WHAT THIS TASK INVOLVES => From the line containing "Could you identify the white bowl" through the last line of the entries below, repeat each line word for word and leave out the rest.

Named-object pointing records:
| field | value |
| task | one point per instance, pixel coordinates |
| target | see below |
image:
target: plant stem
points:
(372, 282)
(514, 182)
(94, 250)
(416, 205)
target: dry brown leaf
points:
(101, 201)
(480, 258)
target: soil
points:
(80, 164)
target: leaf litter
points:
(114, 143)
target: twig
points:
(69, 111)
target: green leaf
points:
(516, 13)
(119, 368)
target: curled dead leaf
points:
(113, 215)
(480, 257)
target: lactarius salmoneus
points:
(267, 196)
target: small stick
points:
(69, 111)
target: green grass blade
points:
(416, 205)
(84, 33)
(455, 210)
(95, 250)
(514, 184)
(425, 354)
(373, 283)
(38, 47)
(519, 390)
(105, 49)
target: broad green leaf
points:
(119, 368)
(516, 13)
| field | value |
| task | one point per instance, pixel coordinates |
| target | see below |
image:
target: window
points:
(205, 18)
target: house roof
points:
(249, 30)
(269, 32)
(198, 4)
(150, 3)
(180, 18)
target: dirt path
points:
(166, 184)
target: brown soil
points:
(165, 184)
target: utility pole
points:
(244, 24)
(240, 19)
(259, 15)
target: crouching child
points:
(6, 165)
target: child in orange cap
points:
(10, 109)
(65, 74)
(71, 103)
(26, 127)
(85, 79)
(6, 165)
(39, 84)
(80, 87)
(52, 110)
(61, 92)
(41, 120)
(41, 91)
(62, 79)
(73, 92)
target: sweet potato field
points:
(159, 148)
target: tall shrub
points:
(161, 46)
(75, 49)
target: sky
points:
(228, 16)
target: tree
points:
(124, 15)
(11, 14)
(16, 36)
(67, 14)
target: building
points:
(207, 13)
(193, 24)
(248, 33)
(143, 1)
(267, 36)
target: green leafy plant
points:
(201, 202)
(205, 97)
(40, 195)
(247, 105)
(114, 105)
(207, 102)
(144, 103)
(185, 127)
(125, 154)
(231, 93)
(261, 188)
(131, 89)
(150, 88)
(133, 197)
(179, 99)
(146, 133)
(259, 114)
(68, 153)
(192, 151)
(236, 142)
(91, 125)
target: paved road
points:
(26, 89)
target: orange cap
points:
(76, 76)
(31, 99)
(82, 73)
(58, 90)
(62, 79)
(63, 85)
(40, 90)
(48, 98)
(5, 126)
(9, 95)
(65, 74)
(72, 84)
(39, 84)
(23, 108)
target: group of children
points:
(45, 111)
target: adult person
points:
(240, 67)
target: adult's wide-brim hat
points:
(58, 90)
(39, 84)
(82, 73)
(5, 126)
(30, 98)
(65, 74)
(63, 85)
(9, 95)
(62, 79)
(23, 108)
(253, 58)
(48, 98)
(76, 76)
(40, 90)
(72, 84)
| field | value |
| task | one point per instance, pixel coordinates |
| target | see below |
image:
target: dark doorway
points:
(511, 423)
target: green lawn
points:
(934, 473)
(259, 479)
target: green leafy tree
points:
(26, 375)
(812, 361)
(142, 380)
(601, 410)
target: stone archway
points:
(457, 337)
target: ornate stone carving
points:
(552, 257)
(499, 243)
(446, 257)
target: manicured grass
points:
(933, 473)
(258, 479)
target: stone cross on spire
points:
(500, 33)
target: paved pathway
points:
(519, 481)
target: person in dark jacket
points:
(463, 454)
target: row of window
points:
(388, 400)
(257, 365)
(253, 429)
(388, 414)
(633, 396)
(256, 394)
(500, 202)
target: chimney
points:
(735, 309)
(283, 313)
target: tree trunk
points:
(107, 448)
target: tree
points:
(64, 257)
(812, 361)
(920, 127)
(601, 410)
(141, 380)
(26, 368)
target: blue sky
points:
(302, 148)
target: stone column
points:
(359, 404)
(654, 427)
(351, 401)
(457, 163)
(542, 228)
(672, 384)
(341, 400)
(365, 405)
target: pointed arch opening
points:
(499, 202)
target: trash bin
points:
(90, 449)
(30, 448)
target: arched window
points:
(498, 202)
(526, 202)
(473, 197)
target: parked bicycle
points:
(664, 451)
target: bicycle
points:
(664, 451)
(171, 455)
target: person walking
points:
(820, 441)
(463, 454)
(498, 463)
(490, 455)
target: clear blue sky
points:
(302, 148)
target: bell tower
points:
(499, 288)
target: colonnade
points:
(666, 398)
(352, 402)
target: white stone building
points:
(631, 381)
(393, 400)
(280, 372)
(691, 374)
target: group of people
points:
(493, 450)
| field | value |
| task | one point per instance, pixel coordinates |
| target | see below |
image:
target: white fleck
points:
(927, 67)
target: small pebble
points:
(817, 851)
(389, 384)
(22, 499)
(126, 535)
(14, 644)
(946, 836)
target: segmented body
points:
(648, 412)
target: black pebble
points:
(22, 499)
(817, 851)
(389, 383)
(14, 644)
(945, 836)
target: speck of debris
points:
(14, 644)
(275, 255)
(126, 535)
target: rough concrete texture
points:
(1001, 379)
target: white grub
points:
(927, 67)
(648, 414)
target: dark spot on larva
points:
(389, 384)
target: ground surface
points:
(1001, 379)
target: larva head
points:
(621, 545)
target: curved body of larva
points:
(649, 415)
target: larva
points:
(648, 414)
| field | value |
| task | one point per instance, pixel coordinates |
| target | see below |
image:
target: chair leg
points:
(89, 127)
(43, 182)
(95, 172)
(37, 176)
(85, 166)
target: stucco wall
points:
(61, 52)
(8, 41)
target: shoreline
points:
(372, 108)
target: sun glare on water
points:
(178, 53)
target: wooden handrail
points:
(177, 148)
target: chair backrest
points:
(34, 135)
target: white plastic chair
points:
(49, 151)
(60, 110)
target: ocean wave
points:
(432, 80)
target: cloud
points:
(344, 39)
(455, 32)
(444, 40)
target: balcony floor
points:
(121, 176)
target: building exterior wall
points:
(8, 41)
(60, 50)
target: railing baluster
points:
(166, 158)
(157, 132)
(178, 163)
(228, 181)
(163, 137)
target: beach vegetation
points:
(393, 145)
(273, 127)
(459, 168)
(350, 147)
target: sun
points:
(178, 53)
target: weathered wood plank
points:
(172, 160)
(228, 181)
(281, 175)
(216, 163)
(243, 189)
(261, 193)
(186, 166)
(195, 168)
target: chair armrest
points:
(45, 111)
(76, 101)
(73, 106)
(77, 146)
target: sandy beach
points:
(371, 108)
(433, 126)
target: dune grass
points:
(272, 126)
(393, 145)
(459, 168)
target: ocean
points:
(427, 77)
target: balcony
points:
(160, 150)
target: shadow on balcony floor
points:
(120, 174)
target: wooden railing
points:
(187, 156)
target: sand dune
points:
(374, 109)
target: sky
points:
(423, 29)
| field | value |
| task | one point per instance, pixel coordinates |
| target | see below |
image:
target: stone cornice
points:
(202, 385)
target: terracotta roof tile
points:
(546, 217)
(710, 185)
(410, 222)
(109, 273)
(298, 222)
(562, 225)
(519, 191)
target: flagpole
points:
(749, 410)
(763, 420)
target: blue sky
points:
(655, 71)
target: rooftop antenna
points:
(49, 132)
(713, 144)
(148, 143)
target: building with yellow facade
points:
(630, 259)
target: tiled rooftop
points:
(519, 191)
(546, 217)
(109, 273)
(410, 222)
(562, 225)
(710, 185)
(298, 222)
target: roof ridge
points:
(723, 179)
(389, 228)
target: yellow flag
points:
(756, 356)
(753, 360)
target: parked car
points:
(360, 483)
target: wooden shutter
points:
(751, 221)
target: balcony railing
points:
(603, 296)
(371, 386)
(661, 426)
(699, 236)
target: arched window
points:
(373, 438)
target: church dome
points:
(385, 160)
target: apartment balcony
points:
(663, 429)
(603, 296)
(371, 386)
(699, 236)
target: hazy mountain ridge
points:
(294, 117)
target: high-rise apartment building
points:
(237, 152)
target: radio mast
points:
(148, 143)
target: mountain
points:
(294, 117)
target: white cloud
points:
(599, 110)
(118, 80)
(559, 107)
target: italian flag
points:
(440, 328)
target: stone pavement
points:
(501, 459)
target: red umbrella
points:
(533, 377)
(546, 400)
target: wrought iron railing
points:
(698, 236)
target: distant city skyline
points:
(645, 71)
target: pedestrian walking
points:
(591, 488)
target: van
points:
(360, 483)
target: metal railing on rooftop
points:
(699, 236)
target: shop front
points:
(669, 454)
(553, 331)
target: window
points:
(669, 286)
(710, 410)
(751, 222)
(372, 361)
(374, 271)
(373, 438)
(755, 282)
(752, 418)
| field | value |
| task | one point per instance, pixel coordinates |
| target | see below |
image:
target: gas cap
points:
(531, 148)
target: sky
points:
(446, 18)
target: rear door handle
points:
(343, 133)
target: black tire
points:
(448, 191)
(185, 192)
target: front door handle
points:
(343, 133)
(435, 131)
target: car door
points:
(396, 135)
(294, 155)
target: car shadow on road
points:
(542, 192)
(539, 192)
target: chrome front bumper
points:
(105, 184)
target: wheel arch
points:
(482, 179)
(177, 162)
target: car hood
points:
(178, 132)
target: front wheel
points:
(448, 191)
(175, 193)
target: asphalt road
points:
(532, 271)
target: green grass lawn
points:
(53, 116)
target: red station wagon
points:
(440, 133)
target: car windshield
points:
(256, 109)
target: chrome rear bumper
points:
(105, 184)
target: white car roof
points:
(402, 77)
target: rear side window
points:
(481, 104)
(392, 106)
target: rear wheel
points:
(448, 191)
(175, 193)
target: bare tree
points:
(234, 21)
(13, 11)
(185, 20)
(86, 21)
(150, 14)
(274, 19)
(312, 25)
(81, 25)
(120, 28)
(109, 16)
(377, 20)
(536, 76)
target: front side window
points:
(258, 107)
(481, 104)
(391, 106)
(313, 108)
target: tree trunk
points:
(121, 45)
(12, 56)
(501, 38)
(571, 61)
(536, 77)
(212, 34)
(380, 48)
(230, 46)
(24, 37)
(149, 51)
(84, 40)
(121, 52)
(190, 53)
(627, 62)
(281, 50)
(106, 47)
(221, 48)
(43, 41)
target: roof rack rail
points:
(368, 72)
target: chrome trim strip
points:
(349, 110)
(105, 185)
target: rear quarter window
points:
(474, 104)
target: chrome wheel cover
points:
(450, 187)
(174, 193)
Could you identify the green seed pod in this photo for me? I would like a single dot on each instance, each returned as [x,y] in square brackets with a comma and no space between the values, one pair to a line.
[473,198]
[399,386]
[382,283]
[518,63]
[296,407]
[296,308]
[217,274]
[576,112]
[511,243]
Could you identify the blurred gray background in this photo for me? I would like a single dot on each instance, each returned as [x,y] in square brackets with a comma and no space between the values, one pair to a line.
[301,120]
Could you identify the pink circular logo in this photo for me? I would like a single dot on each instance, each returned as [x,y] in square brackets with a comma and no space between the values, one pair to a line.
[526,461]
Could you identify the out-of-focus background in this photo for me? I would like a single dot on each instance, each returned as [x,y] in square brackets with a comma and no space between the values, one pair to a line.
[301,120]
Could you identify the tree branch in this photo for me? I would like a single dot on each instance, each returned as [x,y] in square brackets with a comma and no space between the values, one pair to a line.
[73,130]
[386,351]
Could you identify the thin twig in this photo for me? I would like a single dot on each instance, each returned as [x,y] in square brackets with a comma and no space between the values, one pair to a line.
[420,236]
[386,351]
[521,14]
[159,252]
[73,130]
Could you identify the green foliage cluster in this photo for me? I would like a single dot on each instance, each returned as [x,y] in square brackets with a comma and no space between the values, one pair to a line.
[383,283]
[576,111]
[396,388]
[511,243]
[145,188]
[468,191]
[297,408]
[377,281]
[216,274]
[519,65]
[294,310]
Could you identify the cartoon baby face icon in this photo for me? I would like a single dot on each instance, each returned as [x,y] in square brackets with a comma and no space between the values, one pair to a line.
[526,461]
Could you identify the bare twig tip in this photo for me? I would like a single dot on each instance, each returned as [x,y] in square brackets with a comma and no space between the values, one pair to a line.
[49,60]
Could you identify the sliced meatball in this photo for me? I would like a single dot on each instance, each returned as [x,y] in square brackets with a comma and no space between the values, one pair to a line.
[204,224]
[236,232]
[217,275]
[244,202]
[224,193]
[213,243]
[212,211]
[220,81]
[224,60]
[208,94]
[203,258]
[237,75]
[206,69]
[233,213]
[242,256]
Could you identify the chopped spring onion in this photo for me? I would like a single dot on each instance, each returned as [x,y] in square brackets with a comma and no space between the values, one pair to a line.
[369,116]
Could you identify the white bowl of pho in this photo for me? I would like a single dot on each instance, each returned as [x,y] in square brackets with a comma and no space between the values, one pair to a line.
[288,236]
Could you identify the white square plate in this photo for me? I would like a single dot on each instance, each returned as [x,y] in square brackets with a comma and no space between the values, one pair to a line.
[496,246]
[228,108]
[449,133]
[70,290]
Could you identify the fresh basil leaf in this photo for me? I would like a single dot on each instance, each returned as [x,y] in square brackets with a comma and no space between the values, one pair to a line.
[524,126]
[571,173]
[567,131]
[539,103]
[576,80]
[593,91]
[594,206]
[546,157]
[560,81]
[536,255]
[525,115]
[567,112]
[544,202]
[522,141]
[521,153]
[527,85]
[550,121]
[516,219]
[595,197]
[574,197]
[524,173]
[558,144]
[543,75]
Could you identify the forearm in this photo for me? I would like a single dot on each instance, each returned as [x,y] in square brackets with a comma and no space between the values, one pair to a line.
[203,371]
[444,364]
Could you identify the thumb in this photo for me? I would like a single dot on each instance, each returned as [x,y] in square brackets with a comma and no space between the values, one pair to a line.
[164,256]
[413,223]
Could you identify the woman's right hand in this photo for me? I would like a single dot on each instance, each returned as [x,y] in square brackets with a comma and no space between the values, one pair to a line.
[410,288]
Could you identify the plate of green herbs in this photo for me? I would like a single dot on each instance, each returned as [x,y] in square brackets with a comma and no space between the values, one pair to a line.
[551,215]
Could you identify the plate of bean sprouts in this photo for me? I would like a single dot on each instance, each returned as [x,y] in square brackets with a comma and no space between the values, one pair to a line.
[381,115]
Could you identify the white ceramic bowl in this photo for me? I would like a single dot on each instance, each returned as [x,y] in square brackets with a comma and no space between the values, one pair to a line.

REPLY =>
Could you identify the white bowl of pho in this photo for me? I would like a single dot on each instance, each returned as [x,y] in square brackets with a comma and no space between the values, one pair to a line.
[288,236]
Could you identify the white square plate in this photo for me? I would like a single dot on each instance, each returned as [x,y] in square brackets with a comma and no space between the values, one pair to a line.
[496,246]
[228,108]
[449,133]
[70,290]
Could you identify the fresh basil leaf in this photo for me? I would like a single dot on each instance, each returned as [x,y] in square brackets with a comma and no space between the values, one pair to a line.
[524,126]
[571,173]
[567,131]
[539,103]
[576,80]
[593,91]
[594,206]
[546,157]
[560,81]
[536,255]
[525,115]
[567,112]
[544,202]
[522,141]
[521,153]
[527,85]
[550,121]
[516,219]
[595,197]
[574,197]
[524,173]
[558,144]
[543,75]
Could you identify the forearm in this photo for me? I would like a single dot on each instance, each returned as [x,y] in square brackets with a comma and no space between the values, one pair to a line.
[203,371]
[444,364]
Could you identify the thumb in this photo for me? I would like a single dot on each instance, each returned as [x,y] in square brackets with a comma and no space between the values, one pair to a line.
[164,256]
[413,223]
Could you identify the woman's right hand in this photo for me? I would like a single dot on each instance, each returned as [x,y] in square brackets with a comma and no space between the values, one pair to a line.
[410,288]
Could you identify the plate of green herbs in this photo for me? I would like a single dot on each instance, each returned as [x,y] in square brackets with a comma and no space between the values, one pair to a line.
[551,215]
Could you identify the plate of bean sprouts in this photo for me? I would like a single dot on each instance, each returned as [x,y] in square brackets with a comma and no space between the values, one pair to a line.
[381,115]
Could you identify the white ceramic bowl in this photo for me? I would like a single dot on each instance, each returned as [x,y] in square brackets with a comma and no space between the values, one pair to a line.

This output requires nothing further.